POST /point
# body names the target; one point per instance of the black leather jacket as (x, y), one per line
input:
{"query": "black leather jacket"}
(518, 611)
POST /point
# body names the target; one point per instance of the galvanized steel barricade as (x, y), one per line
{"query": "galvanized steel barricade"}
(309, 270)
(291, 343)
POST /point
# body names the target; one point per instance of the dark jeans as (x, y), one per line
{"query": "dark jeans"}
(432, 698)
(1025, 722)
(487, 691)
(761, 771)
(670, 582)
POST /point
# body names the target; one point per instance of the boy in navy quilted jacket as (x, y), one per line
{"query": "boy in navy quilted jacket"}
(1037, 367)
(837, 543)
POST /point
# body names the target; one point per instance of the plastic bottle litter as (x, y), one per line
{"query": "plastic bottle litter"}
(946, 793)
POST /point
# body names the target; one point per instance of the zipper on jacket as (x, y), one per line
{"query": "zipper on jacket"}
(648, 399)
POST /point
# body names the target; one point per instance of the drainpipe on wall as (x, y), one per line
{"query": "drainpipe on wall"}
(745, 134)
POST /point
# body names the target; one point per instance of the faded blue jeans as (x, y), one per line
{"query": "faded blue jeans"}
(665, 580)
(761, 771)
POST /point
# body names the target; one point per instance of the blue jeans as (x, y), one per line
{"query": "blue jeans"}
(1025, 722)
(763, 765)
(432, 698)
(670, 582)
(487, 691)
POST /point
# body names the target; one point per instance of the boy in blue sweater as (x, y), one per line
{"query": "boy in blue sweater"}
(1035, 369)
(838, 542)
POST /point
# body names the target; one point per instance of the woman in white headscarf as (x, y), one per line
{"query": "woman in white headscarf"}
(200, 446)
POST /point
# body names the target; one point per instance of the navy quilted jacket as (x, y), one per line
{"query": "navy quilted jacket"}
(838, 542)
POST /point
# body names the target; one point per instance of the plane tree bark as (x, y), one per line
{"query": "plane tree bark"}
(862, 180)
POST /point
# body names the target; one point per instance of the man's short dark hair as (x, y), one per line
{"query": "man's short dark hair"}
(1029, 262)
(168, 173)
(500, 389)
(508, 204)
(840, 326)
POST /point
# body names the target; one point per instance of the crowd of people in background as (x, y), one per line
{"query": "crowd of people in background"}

########################################

Task goal: Exactly as shown, repeat every record.

Result for this task:
POST /point
# body names the target; one point per instance of the black leather jacket as (x, y), one per line
input:
{"query": "black leather jacket"}
(518, 611)
POST /point
# body names the target; one point per instance of the galvanized steel barricade as (x, y), one per line
{"query": "galvanized steel barricade"}
(309, 270)
(291, 343)
POST /point
# body names the target; one point per instance of the dark jeans as (x, y), one per line
{"query": "dark jeans"}
(432, 698)
(1025, 722)
(487, 691)
(761, 771)
(670, 582)
POST /point
# body names the target; one point per instance of the boy in navy quilted jacket as (x, y), one per line
{"query": "boy in navy quilted jacket"}
(1037, 367)
(837, 543)
POST /point
# body names the target; one point per instance of the plastic bottle litter as (x, y), one per line
{"query": "plastic bottle litter"}
(946, 793)
POST /point
# body names the target; one point per instance of the zipper on jacket as (x, y), one per line
{"query": "zipper on jacket"}
(648, 399)
POST /point
# body names the target; one point per instance of the drainpipe on wall as (x, y), one per line
{"query": "drainpipe on wall"}
(745, 134)
POST /point
# body names the target; one point per instance of the faded blue jeans as (x, y), one per line
{"query": "faded blue jeans"}
(665, 580)
(761, 771)
POST /point
# body names the target; one point per instance of the blue jeans as (x, y), one per line
{"query": "blue jeans"}
(1025, 722)
(763, 765)
(432, 698)
(670, 582)
(487, 691)
POST /point
# body names the target; one point per instance of the boy in blue sweater as (x, y), one per line
{"query": "boy in blue sweater"}
(1035, 369)
(838, 542)
POST /point
# body names the target; one point per instance of the woman in white headscarf as (x, y), one per line
{"query": "woman in white headscarf"}
(200, 446)
POST /point
# body names the target; one point per instance of the navy quilted jacket as (x, y), one per line
{"query": "navy quilted jacket"}
(838, 542)
POST /point
# body names the target; one point per instance of the plane tree bark as (x, y), one per line
{"query": "plane tree bark"}
(862, 180)
POST /point
# body names the target; one point per instance of the man's short dark hair as (x, y), one per line
{"query": "man's short dark hair"}
(1029, 262)
(168, 173)
(500, 389)
(508, 204)
(840, 326)
POST /point
# body names the target; one point per instance of the crowd of people in background as (x, y), one per line
{"query": "crowd of people in background"}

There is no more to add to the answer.